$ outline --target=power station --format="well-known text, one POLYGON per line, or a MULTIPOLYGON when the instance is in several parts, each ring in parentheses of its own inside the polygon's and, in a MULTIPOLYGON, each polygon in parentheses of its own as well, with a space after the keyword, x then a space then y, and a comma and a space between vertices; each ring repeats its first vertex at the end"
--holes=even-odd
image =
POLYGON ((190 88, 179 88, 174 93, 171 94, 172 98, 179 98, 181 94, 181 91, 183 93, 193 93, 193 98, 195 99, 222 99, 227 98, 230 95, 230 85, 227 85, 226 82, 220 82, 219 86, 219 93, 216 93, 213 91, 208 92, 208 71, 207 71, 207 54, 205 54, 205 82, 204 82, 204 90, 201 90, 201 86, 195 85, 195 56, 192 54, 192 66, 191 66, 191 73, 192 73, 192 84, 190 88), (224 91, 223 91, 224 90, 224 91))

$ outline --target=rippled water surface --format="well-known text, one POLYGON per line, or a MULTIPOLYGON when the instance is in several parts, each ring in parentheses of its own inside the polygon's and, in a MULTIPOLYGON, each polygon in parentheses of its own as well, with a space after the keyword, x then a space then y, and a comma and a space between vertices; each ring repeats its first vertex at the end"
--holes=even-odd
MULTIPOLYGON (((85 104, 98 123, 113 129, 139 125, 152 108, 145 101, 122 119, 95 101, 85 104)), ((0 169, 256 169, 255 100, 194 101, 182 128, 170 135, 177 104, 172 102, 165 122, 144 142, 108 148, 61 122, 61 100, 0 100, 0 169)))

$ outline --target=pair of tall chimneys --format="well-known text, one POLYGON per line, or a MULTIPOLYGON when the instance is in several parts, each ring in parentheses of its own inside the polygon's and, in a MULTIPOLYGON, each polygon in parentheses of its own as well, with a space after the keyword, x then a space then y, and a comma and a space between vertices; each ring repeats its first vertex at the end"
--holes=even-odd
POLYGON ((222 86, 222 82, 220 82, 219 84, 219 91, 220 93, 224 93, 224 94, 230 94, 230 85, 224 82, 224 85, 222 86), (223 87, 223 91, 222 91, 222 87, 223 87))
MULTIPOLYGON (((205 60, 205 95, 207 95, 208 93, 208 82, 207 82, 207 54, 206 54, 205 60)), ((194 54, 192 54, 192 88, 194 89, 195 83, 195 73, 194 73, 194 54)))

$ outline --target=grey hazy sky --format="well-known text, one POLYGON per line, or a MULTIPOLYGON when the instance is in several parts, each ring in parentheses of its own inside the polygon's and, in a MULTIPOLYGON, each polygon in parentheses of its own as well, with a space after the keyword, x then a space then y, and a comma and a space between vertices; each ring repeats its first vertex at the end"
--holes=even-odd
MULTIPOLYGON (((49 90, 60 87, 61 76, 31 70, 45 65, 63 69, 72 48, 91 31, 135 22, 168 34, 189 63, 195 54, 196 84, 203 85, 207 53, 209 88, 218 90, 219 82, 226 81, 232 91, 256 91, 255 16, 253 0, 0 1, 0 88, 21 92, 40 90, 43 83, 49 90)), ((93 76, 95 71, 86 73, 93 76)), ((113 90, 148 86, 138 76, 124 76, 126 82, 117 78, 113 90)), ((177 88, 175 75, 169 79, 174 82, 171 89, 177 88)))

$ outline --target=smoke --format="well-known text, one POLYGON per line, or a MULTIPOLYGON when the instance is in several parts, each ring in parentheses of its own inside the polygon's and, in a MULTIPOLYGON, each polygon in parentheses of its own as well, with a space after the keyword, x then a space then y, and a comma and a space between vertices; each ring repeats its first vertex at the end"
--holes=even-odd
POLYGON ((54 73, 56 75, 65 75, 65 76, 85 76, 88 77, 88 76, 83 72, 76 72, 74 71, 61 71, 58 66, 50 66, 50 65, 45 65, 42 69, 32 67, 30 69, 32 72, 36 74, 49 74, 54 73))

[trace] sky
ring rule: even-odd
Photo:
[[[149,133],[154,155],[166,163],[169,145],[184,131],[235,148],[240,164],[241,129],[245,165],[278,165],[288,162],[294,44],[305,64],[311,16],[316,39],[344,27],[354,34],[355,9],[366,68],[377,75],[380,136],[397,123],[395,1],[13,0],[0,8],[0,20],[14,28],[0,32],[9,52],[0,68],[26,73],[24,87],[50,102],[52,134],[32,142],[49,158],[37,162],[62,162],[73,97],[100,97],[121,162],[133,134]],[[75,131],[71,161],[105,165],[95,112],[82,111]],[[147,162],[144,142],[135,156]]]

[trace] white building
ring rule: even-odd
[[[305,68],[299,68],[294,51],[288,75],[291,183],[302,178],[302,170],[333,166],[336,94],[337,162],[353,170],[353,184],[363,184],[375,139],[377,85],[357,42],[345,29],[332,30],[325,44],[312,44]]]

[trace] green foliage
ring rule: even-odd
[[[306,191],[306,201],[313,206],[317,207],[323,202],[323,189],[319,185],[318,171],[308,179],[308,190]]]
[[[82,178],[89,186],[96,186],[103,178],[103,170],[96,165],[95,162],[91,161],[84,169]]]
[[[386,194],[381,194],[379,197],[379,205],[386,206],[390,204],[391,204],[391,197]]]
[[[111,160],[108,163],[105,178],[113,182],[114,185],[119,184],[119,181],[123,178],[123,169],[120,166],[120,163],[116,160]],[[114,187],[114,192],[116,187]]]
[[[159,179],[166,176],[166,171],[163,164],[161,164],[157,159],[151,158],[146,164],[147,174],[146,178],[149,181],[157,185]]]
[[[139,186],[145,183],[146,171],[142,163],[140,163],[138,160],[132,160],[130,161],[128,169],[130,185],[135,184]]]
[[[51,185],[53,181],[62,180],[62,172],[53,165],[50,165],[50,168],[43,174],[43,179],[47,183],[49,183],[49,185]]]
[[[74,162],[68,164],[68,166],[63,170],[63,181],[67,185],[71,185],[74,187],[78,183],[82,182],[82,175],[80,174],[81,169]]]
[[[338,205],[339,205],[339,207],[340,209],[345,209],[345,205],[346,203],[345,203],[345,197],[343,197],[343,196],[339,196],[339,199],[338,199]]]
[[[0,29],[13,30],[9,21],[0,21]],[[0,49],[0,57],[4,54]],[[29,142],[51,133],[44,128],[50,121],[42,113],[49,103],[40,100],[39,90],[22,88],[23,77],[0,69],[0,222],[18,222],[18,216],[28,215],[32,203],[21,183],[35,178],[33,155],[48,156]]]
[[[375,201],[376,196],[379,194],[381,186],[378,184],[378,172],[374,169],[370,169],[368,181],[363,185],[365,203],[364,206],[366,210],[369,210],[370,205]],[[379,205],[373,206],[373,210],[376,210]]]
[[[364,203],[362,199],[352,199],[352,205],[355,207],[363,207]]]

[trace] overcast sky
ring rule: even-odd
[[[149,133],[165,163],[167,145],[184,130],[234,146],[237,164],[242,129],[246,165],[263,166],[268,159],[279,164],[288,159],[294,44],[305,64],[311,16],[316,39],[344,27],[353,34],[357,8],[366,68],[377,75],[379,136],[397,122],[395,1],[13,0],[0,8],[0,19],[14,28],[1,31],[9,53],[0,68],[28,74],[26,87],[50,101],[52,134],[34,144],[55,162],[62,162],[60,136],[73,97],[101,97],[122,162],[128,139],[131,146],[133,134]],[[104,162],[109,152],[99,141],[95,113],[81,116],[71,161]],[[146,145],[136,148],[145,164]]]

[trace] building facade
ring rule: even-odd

*-*-*

Can you lay out the lines from the start of the rows through the line containing "POLYGON ((190 88, 179" as a Markdown table with columns "No." and "Line", skipping blank lines?

| No. | Line |
|---|---|
| 1 | $ outline --target=power station --format="well-known text, one POLYGON per line, or a MULTIPOLYGON when the instance is in several parts, each ring in parentheses of its own inside the polygon's and, in a MULTIPOLYGON, each polygon in parentheses of its own as well, with a space after the keyword, x then a space then y, and a comma and a space between vertices; each ring repeats its first vertex at the end" |
| 2 | --holes=even-odd |
| 3 | image = |
| 4 | POLYGON ((190 88, 179 88, 174 93, 171 94, 172 98, 179 98, 181 94, 181 91, 183 93, 193 93, 193 98, 195 99, 222 99, 227 98, 230 95, 230 85, 227 85, 226 82, 220 82, 219 86, 219 93, 216 93, 213 91, 208 92, 208 71, 207 71, 207 54, 205 54, 205 82, 204 82, 204 90, 201 90, 201 86, 195 85, 195 56, 192 54, 192 66, 191 66, 191 73, 192 73, 192 84, 190 88), (224 91, 223 91, 224 90, 224 91)) |